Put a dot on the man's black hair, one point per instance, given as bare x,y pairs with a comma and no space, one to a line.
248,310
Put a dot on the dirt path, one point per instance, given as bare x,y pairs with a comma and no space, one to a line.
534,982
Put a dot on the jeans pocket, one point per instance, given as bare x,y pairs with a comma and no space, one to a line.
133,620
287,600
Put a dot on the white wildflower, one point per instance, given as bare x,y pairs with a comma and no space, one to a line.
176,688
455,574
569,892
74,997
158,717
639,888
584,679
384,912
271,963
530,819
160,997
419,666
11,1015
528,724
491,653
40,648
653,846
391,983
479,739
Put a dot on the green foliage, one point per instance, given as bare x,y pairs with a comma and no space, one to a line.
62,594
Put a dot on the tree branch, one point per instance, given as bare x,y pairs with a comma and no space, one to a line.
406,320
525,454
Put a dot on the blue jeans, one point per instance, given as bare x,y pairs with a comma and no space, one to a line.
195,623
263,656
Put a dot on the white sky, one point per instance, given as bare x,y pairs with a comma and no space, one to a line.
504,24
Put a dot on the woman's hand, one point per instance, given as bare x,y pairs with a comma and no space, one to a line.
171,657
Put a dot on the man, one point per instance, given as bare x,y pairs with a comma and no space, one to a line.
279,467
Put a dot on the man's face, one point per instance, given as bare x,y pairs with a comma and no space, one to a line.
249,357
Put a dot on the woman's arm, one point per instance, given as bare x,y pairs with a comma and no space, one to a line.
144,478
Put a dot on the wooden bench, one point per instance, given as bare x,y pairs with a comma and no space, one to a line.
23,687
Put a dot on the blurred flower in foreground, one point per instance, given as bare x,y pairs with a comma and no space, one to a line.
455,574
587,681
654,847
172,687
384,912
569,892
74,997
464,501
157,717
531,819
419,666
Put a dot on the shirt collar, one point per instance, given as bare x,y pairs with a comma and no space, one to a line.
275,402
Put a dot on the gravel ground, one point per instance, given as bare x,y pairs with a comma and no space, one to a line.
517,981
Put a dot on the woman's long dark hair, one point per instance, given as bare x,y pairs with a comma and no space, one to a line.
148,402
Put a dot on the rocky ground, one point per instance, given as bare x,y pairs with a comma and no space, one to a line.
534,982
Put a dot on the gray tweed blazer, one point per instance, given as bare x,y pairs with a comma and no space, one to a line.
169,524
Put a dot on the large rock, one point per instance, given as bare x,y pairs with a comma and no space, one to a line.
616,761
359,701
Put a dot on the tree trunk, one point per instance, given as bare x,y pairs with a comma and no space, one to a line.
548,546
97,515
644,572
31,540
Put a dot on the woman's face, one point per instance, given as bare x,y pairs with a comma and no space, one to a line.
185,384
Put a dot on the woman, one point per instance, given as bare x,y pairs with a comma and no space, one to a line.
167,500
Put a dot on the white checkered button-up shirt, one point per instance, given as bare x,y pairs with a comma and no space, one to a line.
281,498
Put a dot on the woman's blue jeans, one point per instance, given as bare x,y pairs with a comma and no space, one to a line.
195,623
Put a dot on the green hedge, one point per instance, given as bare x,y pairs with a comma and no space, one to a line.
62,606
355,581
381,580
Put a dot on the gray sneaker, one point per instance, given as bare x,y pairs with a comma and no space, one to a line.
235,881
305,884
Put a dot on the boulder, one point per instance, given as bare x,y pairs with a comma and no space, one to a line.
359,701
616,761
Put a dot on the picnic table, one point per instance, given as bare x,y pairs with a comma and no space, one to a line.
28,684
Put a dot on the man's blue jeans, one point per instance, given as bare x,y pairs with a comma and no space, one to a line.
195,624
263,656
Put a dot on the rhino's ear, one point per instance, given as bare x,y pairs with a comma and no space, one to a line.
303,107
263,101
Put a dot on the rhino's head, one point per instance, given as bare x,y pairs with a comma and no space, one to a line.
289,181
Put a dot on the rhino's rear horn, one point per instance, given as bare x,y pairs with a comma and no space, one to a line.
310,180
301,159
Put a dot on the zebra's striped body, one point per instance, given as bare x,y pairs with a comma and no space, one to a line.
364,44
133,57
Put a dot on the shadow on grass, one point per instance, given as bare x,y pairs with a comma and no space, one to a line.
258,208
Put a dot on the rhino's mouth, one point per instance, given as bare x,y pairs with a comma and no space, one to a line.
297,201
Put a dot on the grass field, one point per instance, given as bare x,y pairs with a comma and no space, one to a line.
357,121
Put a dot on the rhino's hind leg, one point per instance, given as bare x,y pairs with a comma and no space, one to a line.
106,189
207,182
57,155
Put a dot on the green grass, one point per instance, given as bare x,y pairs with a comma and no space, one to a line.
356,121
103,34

Task to carry out: Produce an identical printout of the material above.

Final answer:
Put a dot on the man's black hair, one point per instance, given as bare x,y pairs with a comma and no space, one to a line.
248,310
Put a dot on the dirt path, one point per instance, given as bare x,y pairs with a comma and no space, one to a line.
534,982
Put a dot on the jeans pocket, one point per instance, given as bare x,y pairs with a comma and no space, one to a line.
133,620
287,600
Put a dot on the white wildflower, one point per instance, given as bare x,y pairs with a comma and no space, one to a line.
176,688
455,574
569,892
74,997
158,717
639,888
584,679
384,912
271,963
530,819
160,997
419,666
11,1015
528,724
491,653
40,648
653,846
391,983
479,739
Put a dot on the green foliage, one point per instance, given as bare x,y pairs with a comma and no space, one to a line.
62,594
Put a dot on the tree branch, one point per instance, given as bare x,y pairs with a comma and no space, one to a line.
406,320
525,454
Put a dot on the blue jeans, one point per instance, given as bare x,y pairs with a comma and no space, one to a line.
195,623
263,656
Put a dot on the white sky, one point per instance, given as bare x,y pairs with a comma and no space, one to a line.
504,24
Put a dot on the woman's hand, one point per instance, given as bare x,y pairs with a comma and no space, one to a line.
171,657
Put a dot on the man, one point per instance, given as bare x,y pairs with a comma and no space, one to a line.
279,467
Put a dot on the man's face, one point per instance, given as bare x,y pairs with a comma and no space, one to a line.
249,357
Put a dot on the woman's arm, one point per instance, given as bare x,y pairs with a comma and no space, one to a line.
144,478
Put a dot on the wooden bench, one point per instance, given as bare x,y pairs with a comma and no space, one to a line.
23,687
Put a dot on the blurred flower in foreground, one point per instance, given as bare x,y pairs with a comma and no space, one to a line.
455,574
587,681
654,847
172,687
384,912
569,892
74,997
464,501
157,717
531,819
419,666
Put a dot on the shirt collar, one point per instance, given as bare x,y pairs with a comma and no space, one to a line.
275,402
Put a dot on the gravel ground, one point per instance, given as bare x,y pairs with a comma and no space, one to a line.
517,981
Put a dot on the woman's long dark hair, one point per instance, given as bare x,y pairs with a comma and no space, one to a line.
148,402
Put a dot on the rocky ground, one point per instance, given as bare x,y pairs with a comma and no space, one to a line.
534,982
Put a dot on the gray tweed blazer, one point per instance, given as bare x,y pairs with a comma and no space, one to a line.
169,524
Put a dot on the large rock, one point per instance, given as bare x,y pairs with a comma and no space, one to a line.
616,761
359,701
Put a dot on the tree trunk, one point per instance, given as bare x,y pairs with a comma and no space, one to a line.
548,546
97,515
644,572
31,540
Put a dot on the woman's face, one point per instance, given as bare x,y pairs with a comma and no space, one to a line.
185,384
Put a dot on the woman, one point per instance, given as bare x,y pairs with a comma and no space, one to a line.
167,500
Put a dot on the white checkered button-up shirt, one point per instance, given as bare x,y pairs with a comma and no space, one to a line.
281,498
Put a dot on the woman's blue jeans, one point per instance, given as bare x,y pairs with a comma and no space, one to a line.
195,623
Put a dot on the green hedge, one point per instance, given as bare x,y pairs with a comma and no space, one to a line.
62,606
355,581
381,580
Put a dot on the gray sneaker, one point per instance, given as bare x,y pairs with a comma and no space, one to a line.
235,881
305,884
Put a dot on the boulder, one point per instance, given as bare x,y pairs with a comma and no space, one to a line.
359,701
616,761
Put a dot on the picnic table, one point per instance, given as bare x,y pairs with a comma and no space, one to a line.
28,684
Put a dot on the man's blue jeans, one point per instance, given as bare x,y pairs with a comma and no space, one to a line.
195,624
263,656
Put a dot on the rhino's ear, one point per instance, given as bare x,y pairs with a comma and no space, one to a line.
303,107
263,101
Put a dot on the rhino's head, one point per instance, given as bare x,y pairs with a comma and no space, one to a line.
289,181
Put a dot on the rhino's rear horn, one point per instance, given as bare x,y pairs with a comma and no space, one to a line.
310,180
301,159
Put a dot on the zebra's striped body, one point per instance, given as bare x,y pairs with a comma and no space, one to a line.
364,44
133,57
Put a dot on the shadow on grass, one point per instance, given as bare x,y pairs with a comma and no space, one to a line.
258,208
Put a dot on the rhino's mouth, one point per instance, given as bare x,y pairs with a comma and no space, one to a line.
297,201
Put a dot on the grass field, one point per instance, given as bare x,y pairs with a comma and no space, one to a line.
357,121
Put a dot on the rhino's hind leg, one point per instance, given as bare x,y pairs with a comma and no space, one to a line.
106,189
207,182
57,155
Put a dot on the green grass, one point per instance, given as bare x,y pairs with a comma and no space, one to a line.
356,121
103,34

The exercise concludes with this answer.